START Source extract

# Exploratory Data Analysis

Haberman cancer dataset.

### Objective:

Classification of survival/death of cancer patients

In [None]:
# importing libraries

import numpy as np
import pandas as pd
import plotly.express as px

In [None]:
# importing data

df = pd.read_csv("../input/habermans-survival-data-set/haberman.csv", names = ['age', 'year', 'nodes', 'status'])

In [None]:
# inspecting data

df.head()

### Observation:

1.) Data is properly loaded.

2.) There are four columns in the dataset.

In [None]:
# inspecting size of the dataset

df.shape

### Observation:

1.) There are four columns in the dataset.

2.) The dataset consists of 306 tuples.

In [None]:
# inspecting datatypes of columns

df.dtypes

### Observation:

1.) All the columns are of integer data type.

2.) There are no missing values in the dataset since all the datatypes are in accordance to our expectation, i.e. integer

In [None]:
# renaming status

df.rename(columns = {'status': 'survived'}, inplace = True)

In [None]:
# mapping status for better understanding

df['survived'].replace({1 : 1, 2 : 0}, inplace = True)

END Source extract
START Material supplied

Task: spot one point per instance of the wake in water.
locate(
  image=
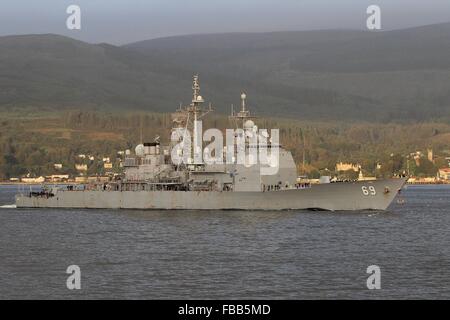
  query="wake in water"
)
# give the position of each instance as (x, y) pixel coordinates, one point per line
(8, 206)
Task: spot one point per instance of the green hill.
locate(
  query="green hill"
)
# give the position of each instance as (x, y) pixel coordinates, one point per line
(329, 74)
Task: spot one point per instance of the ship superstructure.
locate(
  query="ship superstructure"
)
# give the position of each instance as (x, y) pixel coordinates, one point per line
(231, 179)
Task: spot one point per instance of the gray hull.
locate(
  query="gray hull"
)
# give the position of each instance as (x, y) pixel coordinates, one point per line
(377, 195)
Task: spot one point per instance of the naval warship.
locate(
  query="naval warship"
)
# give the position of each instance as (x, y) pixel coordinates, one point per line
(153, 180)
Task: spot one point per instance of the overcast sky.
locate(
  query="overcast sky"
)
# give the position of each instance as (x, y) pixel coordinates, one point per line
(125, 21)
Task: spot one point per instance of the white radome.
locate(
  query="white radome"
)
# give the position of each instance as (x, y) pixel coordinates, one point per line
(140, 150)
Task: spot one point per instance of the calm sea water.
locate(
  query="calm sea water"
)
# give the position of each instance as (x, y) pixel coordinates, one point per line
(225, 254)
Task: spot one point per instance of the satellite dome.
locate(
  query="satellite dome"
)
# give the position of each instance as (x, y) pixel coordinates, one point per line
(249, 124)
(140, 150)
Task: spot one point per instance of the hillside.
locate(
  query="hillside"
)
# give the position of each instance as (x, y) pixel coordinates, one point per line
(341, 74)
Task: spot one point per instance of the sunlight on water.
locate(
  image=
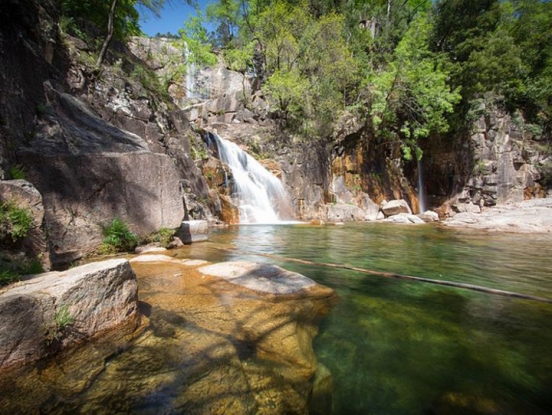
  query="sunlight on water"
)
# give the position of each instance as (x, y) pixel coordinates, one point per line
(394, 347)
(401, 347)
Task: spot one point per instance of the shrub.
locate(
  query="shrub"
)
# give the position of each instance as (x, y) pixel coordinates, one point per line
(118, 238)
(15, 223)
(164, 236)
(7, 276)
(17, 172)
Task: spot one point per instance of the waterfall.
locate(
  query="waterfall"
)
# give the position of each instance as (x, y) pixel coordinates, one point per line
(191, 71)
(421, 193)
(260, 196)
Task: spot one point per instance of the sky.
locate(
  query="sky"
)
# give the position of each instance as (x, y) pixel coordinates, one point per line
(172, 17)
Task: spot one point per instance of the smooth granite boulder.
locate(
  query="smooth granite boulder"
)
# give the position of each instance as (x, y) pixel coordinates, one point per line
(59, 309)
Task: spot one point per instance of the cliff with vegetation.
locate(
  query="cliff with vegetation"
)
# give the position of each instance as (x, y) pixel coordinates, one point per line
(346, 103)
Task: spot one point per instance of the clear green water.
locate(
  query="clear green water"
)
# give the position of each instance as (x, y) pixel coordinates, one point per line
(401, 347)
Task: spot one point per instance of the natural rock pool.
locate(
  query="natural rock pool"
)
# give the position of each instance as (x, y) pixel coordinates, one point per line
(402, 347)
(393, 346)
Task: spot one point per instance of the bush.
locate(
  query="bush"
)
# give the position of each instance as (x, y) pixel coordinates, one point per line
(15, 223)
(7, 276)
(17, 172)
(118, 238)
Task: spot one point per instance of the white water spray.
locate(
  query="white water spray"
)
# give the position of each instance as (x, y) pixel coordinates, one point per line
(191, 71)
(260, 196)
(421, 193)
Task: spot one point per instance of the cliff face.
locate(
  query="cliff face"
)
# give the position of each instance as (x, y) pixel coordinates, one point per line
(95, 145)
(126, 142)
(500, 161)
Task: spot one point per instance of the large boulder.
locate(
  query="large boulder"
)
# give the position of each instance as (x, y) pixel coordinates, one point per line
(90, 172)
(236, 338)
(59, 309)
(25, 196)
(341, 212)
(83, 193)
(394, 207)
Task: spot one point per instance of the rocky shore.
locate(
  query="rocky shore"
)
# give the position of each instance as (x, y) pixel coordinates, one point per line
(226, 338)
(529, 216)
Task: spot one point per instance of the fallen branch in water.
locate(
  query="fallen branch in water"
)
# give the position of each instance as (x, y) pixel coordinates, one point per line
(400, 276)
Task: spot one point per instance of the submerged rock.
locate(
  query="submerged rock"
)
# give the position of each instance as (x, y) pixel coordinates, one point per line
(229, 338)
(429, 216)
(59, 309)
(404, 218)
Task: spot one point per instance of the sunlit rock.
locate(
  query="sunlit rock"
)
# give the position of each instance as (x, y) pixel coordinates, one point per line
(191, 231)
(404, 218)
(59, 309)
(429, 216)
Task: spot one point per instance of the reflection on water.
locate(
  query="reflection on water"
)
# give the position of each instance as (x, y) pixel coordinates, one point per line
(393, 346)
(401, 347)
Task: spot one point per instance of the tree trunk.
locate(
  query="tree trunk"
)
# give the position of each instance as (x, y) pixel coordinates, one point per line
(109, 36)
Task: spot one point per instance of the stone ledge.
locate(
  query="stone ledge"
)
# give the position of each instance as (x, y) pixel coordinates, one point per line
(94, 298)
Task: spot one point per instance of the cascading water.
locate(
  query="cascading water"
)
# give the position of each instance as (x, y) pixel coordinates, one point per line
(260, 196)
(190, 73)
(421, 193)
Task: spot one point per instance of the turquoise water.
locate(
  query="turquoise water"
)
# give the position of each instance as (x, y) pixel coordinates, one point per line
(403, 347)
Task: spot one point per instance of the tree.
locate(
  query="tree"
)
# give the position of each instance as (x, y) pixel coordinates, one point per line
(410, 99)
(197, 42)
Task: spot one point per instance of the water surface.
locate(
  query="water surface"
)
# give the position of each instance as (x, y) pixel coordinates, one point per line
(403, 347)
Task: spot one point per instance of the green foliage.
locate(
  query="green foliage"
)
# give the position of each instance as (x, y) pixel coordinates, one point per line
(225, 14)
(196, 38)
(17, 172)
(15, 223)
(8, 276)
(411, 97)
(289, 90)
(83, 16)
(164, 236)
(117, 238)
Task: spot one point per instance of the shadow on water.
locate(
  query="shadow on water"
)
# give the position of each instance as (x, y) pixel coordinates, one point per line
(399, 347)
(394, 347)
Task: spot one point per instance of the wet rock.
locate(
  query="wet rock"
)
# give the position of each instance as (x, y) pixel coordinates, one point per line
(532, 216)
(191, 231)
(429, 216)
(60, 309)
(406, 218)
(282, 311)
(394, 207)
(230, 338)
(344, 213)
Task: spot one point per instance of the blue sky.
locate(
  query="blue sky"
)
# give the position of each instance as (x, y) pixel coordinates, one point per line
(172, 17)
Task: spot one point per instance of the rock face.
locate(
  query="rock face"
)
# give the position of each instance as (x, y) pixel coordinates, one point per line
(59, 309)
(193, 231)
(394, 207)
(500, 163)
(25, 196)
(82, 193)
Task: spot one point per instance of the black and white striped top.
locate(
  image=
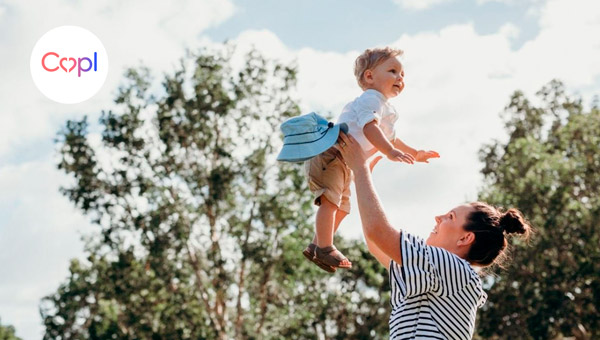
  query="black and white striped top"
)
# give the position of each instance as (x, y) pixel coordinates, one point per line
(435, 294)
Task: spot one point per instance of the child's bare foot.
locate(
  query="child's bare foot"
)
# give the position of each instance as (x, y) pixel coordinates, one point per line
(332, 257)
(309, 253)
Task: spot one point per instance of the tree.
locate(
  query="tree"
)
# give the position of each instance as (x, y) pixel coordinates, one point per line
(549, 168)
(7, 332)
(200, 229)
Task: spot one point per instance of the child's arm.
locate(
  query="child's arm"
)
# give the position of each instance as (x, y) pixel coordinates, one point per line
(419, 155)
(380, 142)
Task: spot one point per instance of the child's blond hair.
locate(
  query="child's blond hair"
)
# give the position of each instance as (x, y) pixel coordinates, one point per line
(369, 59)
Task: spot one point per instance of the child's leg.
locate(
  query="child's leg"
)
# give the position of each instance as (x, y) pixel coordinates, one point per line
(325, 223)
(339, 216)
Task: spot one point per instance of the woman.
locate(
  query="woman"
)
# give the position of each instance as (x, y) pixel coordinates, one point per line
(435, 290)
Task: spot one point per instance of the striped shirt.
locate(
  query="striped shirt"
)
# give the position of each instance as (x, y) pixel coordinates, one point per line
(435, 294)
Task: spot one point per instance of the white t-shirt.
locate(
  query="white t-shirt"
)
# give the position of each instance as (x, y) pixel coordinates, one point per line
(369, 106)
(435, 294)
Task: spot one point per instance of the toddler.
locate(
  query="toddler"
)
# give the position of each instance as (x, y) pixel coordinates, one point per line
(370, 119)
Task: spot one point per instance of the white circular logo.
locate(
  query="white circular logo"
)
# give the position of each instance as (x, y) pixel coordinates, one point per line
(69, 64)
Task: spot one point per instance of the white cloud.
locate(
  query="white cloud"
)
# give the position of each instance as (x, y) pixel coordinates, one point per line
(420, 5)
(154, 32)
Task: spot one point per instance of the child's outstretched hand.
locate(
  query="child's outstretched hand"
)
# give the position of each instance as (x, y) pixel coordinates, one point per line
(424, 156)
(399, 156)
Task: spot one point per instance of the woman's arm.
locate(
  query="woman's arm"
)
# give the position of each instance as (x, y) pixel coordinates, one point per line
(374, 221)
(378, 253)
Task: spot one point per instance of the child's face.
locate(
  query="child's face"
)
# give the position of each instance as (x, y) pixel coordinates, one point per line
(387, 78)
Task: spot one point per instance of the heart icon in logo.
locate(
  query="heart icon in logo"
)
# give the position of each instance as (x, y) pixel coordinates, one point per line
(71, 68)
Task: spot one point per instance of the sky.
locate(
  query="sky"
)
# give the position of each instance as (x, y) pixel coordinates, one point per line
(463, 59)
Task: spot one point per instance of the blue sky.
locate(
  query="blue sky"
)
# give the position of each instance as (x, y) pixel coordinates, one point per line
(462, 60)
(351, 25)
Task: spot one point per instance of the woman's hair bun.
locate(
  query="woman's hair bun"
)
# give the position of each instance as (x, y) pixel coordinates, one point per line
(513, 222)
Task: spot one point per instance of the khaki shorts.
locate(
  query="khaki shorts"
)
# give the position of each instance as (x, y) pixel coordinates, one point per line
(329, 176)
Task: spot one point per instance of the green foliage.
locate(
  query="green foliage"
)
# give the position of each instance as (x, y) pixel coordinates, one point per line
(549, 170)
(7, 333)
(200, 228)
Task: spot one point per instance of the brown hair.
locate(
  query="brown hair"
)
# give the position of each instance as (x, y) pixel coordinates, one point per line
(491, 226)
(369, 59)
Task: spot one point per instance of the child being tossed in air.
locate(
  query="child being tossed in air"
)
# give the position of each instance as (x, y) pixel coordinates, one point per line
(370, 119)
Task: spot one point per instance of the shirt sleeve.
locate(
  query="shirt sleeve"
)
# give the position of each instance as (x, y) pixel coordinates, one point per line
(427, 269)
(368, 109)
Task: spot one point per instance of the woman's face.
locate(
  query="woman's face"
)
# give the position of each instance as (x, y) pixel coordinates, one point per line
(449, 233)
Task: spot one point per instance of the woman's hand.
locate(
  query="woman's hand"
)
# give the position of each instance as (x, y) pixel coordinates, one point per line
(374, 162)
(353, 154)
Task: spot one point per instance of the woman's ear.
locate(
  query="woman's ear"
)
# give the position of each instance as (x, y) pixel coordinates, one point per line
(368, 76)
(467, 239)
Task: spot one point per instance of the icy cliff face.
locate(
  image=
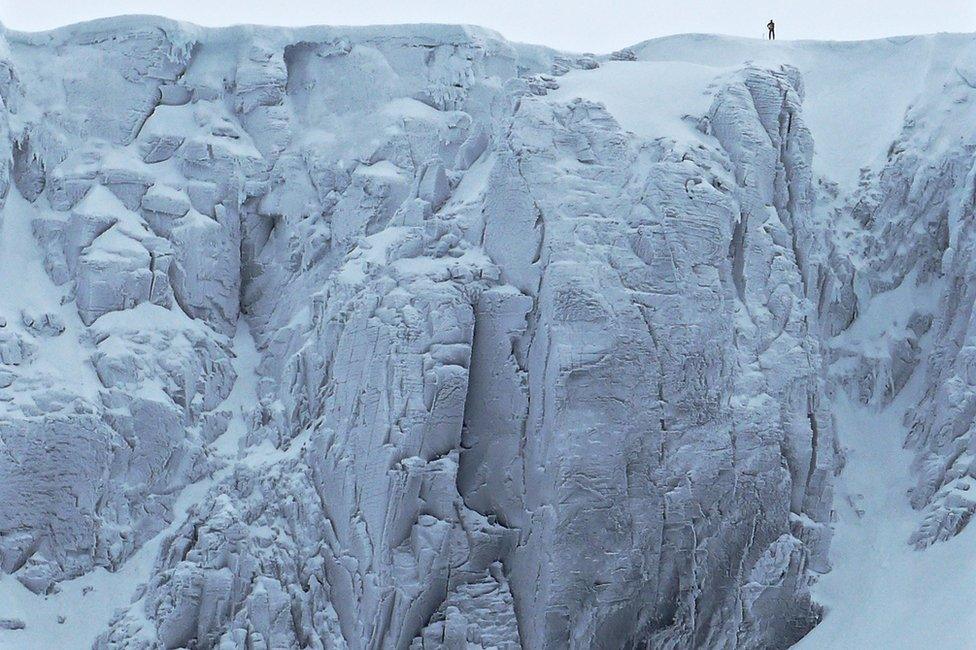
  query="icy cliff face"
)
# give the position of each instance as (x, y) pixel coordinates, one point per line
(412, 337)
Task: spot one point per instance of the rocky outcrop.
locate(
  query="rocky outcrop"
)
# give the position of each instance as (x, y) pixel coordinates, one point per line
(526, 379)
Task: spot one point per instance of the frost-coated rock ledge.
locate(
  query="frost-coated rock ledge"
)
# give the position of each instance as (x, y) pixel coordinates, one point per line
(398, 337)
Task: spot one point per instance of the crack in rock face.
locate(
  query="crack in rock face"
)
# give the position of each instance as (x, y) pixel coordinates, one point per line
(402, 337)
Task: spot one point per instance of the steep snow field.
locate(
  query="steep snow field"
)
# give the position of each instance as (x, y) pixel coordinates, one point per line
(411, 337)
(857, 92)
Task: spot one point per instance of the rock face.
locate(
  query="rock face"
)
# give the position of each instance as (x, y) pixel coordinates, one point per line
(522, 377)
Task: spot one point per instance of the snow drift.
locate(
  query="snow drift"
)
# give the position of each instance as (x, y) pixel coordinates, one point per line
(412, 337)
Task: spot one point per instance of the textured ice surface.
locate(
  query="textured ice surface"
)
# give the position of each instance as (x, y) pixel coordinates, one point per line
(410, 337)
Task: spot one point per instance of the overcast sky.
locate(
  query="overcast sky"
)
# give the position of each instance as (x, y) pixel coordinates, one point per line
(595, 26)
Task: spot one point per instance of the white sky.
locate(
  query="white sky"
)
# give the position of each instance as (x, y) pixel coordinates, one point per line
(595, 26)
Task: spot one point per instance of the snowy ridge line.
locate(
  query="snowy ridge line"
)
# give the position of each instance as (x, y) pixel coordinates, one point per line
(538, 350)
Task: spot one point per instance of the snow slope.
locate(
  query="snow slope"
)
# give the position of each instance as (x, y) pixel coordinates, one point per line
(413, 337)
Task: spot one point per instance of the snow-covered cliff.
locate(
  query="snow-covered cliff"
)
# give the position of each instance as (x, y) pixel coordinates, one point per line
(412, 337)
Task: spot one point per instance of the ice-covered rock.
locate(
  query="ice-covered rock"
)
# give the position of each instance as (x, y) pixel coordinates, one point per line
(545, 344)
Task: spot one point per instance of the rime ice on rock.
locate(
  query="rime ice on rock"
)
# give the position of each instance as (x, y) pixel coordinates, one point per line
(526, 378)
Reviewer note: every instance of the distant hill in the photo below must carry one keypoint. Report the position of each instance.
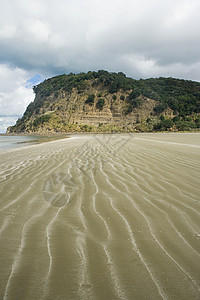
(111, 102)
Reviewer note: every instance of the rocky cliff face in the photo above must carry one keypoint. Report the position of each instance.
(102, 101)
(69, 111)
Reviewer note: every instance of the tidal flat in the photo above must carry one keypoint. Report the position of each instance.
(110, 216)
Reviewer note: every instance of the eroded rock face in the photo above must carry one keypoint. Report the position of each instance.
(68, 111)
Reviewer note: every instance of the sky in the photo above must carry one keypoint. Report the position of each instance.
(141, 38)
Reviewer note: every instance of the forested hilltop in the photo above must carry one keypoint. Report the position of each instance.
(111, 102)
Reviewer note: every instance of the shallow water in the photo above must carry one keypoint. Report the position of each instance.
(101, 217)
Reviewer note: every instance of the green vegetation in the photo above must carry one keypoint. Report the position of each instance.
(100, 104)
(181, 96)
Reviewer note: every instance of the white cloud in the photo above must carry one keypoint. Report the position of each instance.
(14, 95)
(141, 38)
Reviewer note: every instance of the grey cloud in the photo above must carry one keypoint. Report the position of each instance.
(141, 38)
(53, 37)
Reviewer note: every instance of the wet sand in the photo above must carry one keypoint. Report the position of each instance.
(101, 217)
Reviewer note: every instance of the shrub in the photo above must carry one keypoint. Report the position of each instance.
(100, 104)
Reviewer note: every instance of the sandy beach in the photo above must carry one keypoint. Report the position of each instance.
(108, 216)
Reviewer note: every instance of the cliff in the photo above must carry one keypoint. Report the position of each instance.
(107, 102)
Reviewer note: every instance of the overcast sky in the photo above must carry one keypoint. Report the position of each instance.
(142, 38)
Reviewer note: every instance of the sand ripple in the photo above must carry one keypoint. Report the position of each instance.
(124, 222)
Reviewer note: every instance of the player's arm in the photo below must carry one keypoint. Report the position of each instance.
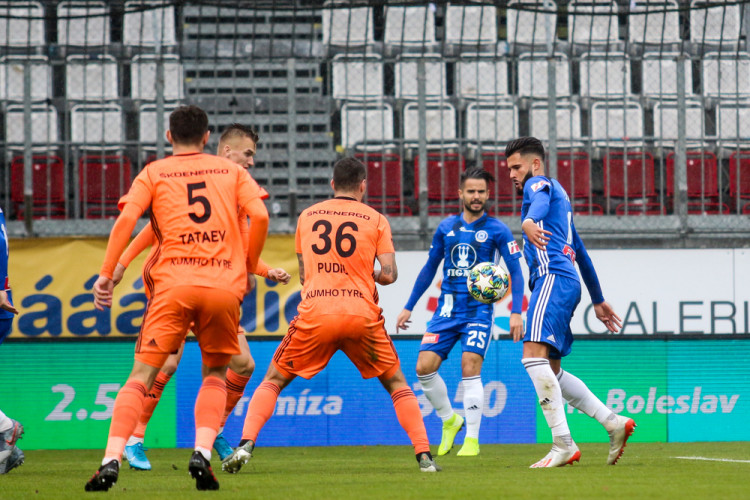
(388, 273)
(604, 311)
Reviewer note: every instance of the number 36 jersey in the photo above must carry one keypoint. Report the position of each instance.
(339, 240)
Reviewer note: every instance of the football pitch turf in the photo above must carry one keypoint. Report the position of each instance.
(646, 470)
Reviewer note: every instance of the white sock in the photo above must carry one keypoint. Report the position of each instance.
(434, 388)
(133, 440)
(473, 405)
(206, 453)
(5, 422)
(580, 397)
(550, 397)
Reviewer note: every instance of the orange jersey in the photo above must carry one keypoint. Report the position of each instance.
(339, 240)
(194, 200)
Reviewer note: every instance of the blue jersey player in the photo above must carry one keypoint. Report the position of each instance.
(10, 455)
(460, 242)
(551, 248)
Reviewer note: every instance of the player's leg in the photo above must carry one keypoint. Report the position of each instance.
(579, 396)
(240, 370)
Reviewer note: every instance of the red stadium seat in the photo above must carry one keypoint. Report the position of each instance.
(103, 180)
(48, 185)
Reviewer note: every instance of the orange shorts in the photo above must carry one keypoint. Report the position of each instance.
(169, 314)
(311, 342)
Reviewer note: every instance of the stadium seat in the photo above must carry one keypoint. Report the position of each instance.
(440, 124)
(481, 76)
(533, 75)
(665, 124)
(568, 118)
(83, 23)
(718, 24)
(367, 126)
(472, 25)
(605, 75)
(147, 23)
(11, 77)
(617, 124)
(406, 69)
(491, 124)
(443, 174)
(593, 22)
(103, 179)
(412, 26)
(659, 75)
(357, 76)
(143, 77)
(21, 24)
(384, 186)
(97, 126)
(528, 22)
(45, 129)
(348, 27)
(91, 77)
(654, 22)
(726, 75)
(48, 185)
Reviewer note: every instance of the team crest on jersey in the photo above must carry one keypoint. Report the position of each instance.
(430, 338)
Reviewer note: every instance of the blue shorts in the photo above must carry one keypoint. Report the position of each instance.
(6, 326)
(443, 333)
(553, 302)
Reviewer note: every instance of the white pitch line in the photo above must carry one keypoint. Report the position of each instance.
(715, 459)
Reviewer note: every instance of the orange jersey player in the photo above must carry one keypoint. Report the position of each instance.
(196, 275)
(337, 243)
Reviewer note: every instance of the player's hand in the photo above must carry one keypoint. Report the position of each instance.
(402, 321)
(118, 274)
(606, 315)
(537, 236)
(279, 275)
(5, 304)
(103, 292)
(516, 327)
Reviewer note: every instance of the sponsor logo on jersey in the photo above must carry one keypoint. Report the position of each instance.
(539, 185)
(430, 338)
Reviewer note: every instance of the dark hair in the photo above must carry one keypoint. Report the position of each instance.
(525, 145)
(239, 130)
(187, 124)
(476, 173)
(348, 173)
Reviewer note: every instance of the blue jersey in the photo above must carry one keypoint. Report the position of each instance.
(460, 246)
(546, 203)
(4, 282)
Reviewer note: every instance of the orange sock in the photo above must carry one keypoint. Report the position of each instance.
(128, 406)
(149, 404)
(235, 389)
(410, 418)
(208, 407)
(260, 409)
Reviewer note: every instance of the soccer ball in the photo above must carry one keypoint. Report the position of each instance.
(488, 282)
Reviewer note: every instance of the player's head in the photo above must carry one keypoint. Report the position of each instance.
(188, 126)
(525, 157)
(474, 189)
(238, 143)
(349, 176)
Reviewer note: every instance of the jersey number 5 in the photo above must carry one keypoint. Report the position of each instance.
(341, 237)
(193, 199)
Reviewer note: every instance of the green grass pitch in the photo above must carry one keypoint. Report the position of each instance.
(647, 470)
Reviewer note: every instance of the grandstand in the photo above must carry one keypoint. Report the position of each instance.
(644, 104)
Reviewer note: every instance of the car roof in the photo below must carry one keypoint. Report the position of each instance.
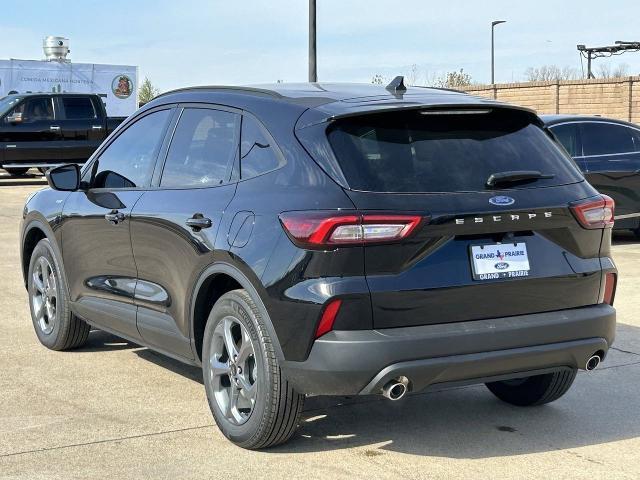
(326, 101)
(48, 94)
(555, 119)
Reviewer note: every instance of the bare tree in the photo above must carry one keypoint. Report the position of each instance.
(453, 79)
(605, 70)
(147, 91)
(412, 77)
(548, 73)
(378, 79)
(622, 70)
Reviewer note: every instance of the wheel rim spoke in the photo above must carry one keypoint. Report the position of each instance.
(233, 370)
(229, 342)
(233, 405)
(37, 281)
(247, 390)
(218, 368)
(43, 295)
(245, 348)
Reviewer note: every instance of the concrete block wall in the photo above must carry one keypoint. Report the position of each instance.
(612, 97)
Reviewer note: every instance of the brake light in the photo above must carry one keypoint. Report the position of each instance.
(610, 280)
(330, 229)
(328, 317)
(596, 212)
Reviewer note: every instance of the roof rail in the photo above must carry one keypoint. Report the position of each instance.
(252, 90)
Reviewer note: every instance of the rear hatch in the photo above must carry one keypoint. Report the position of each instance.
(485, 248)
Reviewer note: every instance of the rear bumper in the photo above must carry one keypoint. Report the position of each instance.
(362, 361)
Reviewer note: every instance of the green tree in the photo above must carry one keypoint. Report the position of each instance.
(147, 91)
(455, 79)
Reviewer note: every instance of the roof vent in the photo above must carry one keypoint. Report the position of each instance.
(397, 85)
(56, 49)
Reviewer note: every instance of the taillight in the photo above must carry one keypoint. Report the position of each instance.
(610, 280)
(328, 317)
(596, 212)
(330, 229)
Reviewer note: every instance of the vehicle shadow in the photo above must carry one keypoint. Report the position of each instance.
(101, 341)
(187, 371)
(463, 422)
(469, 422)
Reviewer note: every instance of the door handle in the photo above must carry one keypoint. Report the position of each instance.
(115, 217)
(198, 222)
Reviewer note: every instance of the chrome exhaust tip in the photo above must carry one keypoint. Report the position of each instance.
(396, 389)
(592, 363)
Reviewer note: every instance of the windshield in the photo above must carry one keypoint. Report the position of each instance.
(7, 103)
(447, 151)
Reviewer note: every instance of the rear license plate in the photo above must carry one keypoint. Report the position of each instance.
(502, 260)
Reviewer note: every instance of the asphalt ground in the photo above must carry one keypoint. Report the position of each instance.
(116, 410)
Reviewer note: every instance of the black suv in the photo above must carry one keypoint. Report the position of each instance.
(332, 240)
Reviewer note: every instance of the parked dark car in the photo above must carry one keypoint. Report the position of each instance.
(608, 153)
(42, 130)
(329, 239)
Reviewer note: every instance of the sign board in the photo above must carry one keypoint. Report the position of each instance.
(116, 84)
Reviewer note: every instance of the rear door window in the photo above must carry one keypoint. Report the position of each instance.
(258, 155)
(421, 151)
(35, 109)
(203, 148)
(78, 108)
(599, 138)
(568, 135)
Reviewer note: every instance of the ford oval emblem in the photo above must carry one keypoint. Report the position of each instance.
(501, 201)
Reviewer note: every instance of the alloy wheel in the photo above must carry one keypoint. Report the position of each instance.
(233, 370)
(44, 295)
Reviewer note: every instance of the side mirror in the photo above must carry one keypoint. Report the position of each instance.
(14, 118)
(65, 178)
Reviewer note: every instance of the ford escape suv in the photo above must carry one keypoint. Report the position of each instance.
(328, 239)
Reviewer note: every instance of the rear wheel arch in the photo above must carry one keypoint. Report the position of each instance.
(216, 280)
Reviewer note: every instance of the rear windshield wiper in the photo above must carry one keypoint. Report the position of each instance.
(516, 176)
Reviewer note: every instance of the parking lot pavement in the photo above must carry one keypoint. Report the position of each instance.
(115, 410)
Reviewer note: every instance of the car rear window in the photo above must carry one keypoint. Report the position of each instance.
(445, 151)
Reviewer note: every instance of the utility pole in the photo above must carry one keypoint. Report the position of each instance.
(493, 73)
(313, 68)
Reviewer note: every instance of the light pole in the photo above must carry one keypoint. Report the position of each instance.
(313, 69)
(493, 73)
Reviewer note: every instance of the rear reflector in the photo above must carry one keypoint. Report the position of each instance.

END Material supplied

__Action item 1__.
In the Haberman cancer analysis, rewrite the stretch from "Classification of survival/death" through "['age', 'year', 'nodes', 'status'])", replacing "importing" with "loading".
__Action item 2__.
According to the Haberman cancer analysis, how many tuples does the dataset contain?

__Task response 1__.
Classification of survival/death of cancer patients

In [None]:
# loading libraries

import numpy as np
import pandas as pd
import plotly.express as px

In [None]:
# loading data

df = pd.read_csv("../input/habermans-survival-data-set/haberman.csv", names = ['age', 'year', 'nodes', 'status'])

__Task response 2__.
306 tuples.